### 연습 문제
1. Spring Retry 글에 따르면, Configuration 클래스에 어떤 어노테이션을 추가해야 AOP 기반 재시도가 활성화됩니까?
2. Spring Retry 글에서 "의존성 추가와 기본 설정" 구절이 들어 있는 곳에서 시작하여 "기반 재시도가 활성화된다." 구절로 끝나는 부분을 한 글자도 바꾸지 말고 똑같이 옮겨 적으세요.

### 선택 텍스트
Spring Retry 재시도 전략 심화

Spring Retry란? 왜 재시도가 필요한가

분산 시스템에서 일시적 장애(transient failure)는 피할 수 없다. 네트워크 타임아웃, DB 커넥션 풀 고갈, 외부 API 일시 장애 — 이런 문제는 한 번 더 시도하면 성공하는 경우가 많다. Spring Retry는 이러한 재시도 로직을 선언적으로 처리하는 프레임워크다. @Retryable 어노테이션 하나로 복잡한 재시도 로직을 깔끔하게 분리할 수 있다.

이 글에서는 Spring Retry의 핵심 메커니즘부터 BackOff 전략, Recovery 처리, RetryTemplate 커스터마이징, Resilience4j와의 비교까지 실전 수준으로 다룬다.

의존성 추가와 기본 설정

<!-- Maven -->
<dependency>
    <groupId>org.springframework.retry</groupId>
    <artifactId>spring-retry</artifactId>
</dependency>
<dependency>
    <groupId>org.springframework</groupId>
    <artifactId>spring-aspects</artifactId>
</dependency>

Configuration 클래스에 @EnableRetry를 추가하면 AOP 기반 재시도가 활성화된다.

@Configuration
@EnableRetry
public class RetryConfig {
}

@Retryable 선언적 재시도

가장 간단한 사용법. 메서드에 @Retryable을 붙이면 예외 발생 시 자동으로 재시도한다.

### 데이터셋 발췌

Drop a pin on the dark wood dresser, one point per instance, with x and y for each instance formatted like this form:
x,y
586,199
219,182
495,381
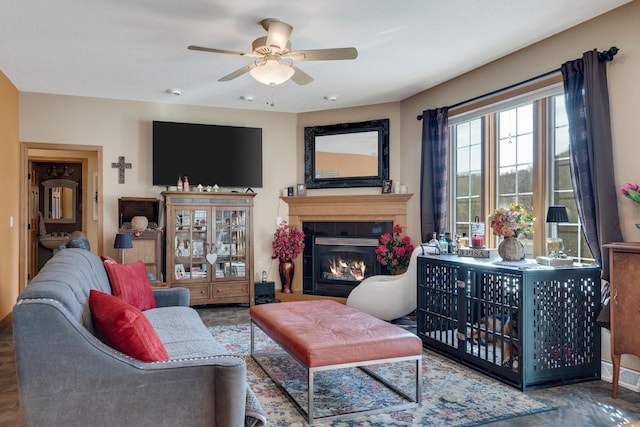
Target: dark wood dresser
x,y
624,260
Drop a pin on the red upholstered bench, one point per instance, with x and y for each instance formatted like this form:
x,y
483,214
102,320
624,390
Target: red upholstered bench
x,y
324,335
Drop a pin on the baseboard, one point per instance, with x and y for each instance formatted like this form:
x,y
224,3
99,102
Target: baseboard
x,y
629,378
6,322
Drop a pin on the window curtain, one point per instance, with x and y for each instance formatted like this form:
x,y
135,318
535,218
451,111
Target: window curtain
x,y
591,157
434,171
590,151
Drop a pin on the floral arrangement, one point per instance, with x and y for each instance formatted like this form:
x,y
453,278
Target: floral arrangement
x,y
394,252
288,242
511,222
631,190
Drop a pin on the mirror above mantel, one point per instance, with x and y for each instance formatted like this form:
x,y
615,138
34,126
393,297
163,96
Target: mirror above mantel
x,y
347,154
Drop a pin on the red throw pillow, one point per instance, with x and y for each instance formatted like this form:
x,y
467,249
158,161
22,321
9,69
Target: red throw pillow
x,y
125,327
130,282
107,258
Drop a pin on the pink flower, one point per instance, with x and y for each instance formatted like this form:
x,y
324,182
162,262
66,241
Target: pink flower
x,y
631,190
288,242
394,251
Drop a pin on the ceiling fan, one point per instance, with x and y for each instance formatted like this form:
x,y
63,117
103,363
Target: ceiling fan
x,y
275,57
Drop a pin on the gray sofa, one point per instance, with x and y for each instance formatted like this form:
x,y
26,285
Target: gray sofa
x,y
68,377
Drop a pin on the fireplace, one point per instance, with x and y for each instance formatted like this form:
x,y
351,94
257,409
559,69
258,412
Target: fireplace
x,y
340,264
339,255
343,215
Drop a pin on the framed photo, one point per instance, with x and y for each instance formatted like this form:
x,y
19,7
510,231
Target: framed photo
x,y
387,185
180,273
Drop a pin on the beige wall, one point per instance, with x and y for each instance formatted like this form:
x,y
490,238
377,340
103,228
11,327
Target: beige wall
x,y
618,28
9,194
124,128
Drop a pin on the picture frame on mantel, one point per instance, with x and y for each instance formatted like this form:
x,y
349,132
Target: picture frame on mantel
x,y
387,186
347,154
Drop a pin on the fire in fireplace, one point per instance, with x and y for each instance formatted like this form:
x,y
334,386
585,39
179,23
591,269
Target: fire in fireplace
x,y
342,263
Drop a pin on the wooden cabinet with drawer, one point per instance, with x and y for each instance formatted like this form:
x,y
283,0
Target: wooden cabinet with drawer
x,y
624,303
209,247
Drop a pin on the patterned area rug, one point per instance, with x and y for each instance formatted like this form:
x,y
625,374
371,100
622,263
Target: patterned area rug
x,y
452,395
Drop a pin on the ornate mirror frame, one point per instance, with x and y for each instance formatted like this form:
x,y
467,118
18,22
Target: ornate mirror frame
x,y
342,135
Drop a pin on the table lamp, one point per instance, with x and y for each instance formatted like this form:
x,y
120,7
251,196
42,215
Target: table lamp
x,y
555,244
123,241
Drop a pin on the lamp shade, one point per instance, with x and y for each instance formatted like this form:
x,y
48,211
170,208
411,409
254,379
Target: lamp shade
x,y
123,241
272,72
557,214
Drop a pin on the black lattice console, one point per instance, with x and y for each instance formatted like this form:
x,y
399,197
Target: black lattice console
x,y
528,325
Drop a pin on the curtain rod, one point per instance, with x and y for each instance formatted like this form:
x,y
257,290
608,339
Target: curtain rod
x,y
607,55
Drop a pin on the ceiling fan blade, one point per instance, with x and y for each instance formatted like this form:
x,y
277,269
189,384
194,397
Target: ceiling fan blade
x,y
278,33
300,77
323,54
210,49
237,73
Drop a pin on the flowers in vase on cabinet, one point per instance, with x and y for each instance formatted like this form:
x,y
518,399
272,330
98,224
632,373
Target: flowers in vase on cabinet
x,y
631,190
288,242
393,251
512,222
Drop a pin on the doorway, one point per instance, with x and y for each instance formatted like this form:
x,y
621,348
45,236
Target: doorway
x,y
45,179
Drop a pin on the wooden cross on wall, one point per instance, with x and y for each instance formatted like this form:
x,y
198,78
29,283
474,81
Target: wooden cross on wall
x,y
122,166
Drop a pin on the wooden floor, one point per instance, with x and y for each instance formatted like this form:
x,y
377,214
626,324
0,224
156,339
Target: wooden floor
x,y
579,405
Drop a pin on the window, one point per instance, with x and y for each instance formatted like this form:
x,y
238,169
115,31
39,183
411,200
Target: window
x,y
516,151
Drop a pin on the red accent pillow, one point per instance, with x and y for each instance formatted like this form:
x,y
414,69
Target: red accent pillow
x,y
125,327
107,258
130,282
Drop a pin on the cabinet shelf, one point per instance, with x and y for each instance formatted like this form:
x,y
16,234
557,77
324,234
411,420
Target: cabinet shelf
x,y
205,223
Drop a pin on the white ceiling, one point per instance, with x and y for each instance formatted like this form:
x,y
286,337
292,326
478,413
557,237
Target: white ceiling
x,y
137,49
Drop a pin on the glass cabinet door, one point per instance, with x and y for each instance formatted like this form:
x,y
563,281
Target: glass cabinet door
x,y
230,241
191,244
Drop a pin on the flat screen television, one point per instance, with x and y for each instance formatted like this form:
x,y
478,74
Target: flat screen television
x,y
229,156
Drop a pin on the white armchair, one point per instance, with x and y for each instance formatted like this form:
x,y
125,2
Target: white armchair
x,y
388,297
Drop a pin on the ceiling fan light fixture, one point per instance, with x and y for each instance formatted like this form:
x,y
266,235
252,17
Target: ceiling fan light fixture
x,y
272,72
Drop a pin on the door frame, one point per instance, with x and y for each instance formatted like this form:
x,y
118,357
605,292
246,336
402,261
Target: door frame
x,y
84,153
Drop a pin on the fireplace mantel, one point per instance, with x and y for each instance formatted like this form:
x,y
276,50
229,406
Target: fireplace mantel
x,y
363,207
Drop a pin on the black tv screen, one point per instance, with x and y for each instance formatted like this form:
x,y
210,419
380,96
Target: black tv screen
x,y
228,156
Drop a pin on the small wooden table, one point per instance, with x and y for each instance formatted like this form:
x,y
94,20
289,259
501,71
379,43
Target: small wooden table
x,y
324,335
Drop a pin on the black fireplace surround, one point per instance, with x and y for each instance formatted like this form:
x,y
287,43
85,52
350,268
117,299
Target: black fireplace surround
x,y
339,255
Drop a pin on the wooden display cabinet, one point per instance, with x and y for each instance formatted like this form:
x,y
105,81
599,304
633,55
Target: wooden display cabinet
x,y
624,303
209,247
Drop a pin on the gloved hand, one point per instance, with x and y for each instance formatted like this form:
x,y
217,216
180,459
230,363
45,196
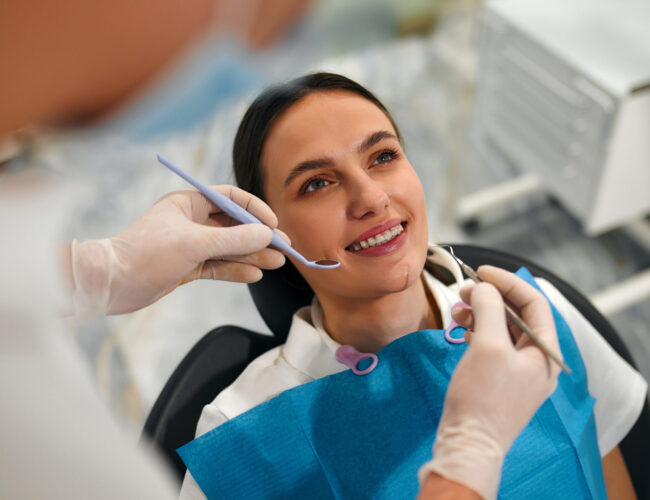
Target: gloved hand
x,y
181,238
497,387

### 문제 정답
1. @EnableRetry를 추가하면 AOP 기반 재시도가 활성화됩니다.

2.
의존성 추가와 기본 설정

<!-- Maven -->
<dependency>
    <groupId>org.springframework.retry</groupId>
    <artifactId>spring-retry</artifactId>
</dependency>
<dependency>
    <groupId>org.springframework</groupId>
    <artifactId>spring-aspects</artifactId>
</dependency>

Configuration 클래스에 @EnableRetry를 추가하면 AOP 기반 재시도가 활성화된다.